__Görev tanımı__: Aşağıdaki satırların hepsini boş satırları atlayarak numaralı bir liste halinde yaz.

__Satır listesi__:
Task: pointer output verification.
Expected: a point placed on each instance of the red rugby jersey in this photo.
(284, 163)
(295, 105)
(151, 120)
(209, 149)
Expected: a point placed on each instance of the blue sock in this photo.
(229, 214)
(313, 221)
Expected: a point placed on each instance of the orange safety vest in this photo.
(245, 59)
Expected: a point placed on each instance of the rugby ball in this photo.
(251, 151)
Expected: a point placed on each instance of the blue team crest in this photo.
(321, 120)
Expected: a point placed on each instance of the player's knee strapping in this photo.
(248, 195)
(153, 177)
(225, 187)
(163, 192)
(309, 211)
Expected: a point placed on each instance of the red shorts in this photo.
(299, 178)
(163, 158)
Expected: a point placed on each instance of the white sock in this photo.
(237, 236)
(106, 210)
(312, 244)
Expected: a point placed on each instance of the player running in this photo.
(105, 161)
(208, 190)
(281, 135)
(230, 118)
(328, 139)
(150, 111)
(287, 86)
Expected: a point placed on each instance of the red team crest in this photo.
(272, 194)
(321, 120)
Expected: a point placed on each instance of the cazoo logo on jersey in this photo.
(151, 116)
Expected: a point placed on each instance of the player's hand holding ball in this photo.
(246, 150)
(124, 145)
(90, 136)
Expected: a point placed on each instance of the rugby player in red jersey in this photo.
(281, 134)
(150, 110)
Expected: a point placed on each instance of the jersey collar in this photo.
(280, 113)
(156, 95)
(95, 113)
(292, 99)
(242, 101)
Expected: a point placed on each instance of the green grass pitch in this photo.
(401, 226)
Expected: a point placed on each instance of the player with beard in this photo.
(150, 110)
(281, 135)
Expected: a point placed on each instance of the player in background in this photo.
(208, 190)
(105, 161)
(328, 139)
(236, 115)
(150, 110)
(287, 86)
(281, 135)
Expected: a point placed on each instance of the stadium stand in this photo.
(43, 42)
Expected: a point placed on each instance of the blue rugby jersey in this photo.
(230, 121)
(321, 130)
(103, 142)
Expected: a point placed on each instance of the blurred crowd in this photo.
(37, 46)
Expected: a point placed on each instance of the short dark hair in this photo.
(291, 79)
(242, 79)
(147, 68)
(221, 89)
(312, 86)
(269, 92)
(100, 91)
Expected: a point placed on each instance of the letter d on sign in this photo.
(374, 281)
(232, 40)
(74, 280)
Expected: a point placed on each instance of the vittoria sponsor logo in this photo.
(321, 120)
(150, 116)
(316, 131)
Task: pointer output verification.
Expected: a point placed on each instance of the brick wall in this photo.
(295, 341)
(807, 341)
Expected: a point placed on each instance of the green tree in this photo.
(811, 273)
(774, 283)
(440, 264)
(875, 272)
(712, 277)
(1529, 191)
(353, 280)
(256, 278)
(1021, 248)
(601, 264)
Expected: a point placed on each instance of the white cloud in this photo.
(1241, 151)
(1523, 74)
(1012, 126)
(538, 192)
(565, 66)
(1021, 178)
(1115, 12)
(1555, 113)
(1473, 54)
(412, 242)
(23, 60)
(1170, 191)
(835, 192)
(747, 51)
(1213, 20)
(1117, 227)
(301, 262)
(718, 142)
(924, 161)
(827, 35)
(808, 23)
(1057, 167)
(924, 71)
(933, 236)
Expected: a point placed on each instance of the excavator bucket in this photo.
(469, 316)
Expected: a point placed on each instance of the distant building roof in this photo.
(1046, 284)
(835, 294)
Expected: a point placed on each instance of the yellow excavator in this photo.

__Çıktı aşağıda__:
1. Task: pointer output verification.
2. Expected: a point placed on each instance of the red rugby jersey in this photo.
3. (284, 163)
4. (295, 105)
5. (151, 120)
6. (209, 149)
7. Expected: a point placed on each instance of the blue sock in this photo.
8. (229, 214)
9. (313, 221)
10. Expected: a point placed on each instance of the orange safety vest in this photo.
11. (245, 59)
12. Expected: a point placed on each instance of the rugby ball in this photo.
13. (251, 151)
14. Expected: a point placed on each instance of the blue team crest in this photo.
15. (321, 120)
16. Expected: a point placed on each instance of the player's knee strapping in this photo.
17. (248, 195)
18. (153, 177)
19. (225, 187)
20. (163, 192)
21. (309, 211)
22. Expected: a point placed on each instance of the red shorts in this photo.
23. (299, 178)
24. (163, 158)
25. Expected: a point placed on each instance of the white sock in this photo.
26. (237, 236)
27. (106, 210)
28. (312, 244)
29. Expected: a point placed on each instance of the player running in this photo.
30. (105, 161)
31. (208, 190)
32. (281, 135)
33. (230, 118)
34. (328, 139)
35. (150, 111)
36. (287, 86)
37. Expected: a point placed on each instance of the red team crest in this photo.
38. (272, 194)
39. (321, 120)
40. Expected: a point placed on each instance of the cazoo logo on jersey in this photo.
41. (151, 116)
42. Expected: a point placed on each instance of the player's hand holding ball in this photo.
43. (246, 150)
44. (124, 145)
45. (90, 136)
46. Expected: a point placed on each instance of the rugby player in red jersey in this photo.
47. (281, 134)
48. (150, 110)
49. Expected: a point placed on each instance of the jersey collar in this photo.
50. (280, 113)
51. (156, 95)
52. (95, 113)
53. (292, 99)
54. (242, 101)
55. Expected: a point placed on each instance of the green grass pitch in this photo.
56. (401, 226)
57. Expected: a point placed on each instance of the player with beard in this photo.
58. (150, 110)
59. (281, 135)
60. Expected: a point placed on each instance of the player in background in this photo.
61. (208, 190)
62. (105, 161)
63. (328, 139)
64. (236, 115)
65. (150, 110)
66. (287, 86)
67. (281, 135)
68. Expected: a point placed on each instance of the stadium stand in this photo.
69. (43, 42)
70. Expected: a point placed on each instance of the blue rugby jersey in this photo.
71. (230, 121)
72. (321, 130)
73. (103, 142)
74. Expected: a point placed on each instance of the blurred crowd in this photo.
75. (37, 46)
76. Expected: a point placed on each instance of the short dark hair in this photo.
77. (291, 79)
78. (242, 79)
79. (147, 68)
80. (221, 89)
81. (312, 86)
82. (269, 92)
83. (100, 91)
84. Expected: a point placed on each instance of the letter d on sign in this photo.
85. (374, 281)
86. (232, 40)
87. (74, 280)
88. Expected: a point placed on each instance of the vittoria sponsor logo in this photo.
89. (321, 120)
90. (150, 116)
91. (316, 131)
92. Task: pointer output verification.
93. Expected: a point placed on each instance of the brick wall in this photo.
94. (295, 341)
95. (807, 341)
96. Expected: a point placed on each instance of the green tree in this photo.
97. (811, 273)
98. (774, 283)
99. (440, 264)
100. (875, 272)
101. (712, 277)
102. (1529, 191)
103. (353, 280)
104. (256, 278)
105. (1021, 248)
106. (601, 264)
107. Expected: a point placed on each instance of the white cloud in this photo.
108. (1241, 151)
109. (1523, 74)
110. (1012, 126)
111. (538, 192)
112. (565, 66)
113. (1021, 178)
114. (1115, 12)
115. (1555, 113)
116. (1473, 54)
117. (412, 242)
118. (23, 60)
119. (1170, 191)
120. (835, 192)
121. (747, 51)
122. (1213, 20)
123. (1117, 227)
124. (301, 262)
125. (718, 142)
126. (924, 161)
127. (827, 35)
128. (808, 23)
129. (1057, 167)
130. (924, 71)
131. (933, 236)
132. Expected: a point placed on each instance of the excavator bucket in this photo.
133. (469, 316)
134. Expected: a point placed on each instance of the distant building roof in this photo.
135. (1046, 284)
136. (835, 294)
137. Expected: a point placed on each instance of the yellow excavator in this photo.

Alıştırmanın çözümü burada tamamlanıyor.